#### [Task]
The required output is the exact sequence of lines from the line holding "Could you point out the dark blue" to the end of the records, inclusive.

#### [Materials provided]
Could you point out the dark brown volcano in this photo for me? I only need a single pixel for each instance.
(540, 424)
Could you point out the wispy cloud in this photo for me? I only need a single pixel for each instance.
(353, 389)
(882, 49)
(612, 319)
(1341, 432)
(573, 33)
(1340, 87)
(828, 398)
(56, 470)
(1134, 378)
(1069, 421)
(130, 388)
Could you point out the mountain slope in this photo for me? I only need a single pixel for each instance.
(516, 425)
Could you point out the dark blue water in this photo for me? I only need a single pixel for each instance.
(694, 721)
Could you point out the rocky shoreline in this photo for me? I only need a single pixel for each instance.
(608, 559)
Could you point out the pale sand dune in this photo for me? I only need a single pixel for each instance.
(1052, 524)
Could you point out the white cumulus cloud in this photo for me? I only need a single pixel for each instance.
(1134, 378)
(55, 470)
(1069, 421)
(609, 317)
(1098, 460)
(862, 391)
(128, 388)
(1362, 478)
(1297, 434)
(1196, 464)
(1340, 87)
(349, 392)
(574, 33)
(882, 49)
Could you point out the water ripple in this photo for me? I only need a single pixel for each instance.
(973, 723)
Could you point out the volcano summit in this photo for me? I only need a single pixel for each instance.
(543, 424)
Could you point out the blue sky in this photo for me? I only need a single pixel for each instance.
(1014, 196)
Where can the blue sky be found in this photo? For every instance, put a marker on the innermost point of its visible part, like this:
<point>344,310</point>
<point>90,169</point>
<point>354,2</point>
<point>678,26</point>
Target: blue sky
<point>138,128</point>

#### [Solution to this task]
Could you point out the dark blue water in this photo for me? I only need a single pixel for each instance.
(694, 721)
Could you point out the rocky shoreline in this photo for me? I only need a single pixel for each instance.
(608, 559)
Could you point out the pale sand dune in this photo for me? I only need a single pixel for each instance.
(1052, 524)
Could you point out the white cumulus cloud in this photo for me? I only need a single pixel for each instance.
(1134, 378)
(55, 470)
(1069, 421)
(609, 317)
(1098, 460)
(862, 391)
(128, 388)
(1362, 478)
(1297, 434)
(1196, 464)
(1340, 87)
(349, 392)
(574, 33)
(882, 49)
Could you point out the water ripple in this photo for me? I only need a single pixel for each instance.
(973, 723)
Could you point out the volcano summit in this photo for me? I only need a single pixel for each instance.
(543, 424)
Could you point out the blue sky in this photo for me? I only need a single pixel for each instance.
(1014, 196)
Where can the blue sky be found in this photo? For every instance, put a marker on the innermost point of its visible part, like this:
<point>344,310</point>
<point>90,169</point>
<point>354,2</point>
<point>678,26</point>
Target: blue sky
<point>138,128</point>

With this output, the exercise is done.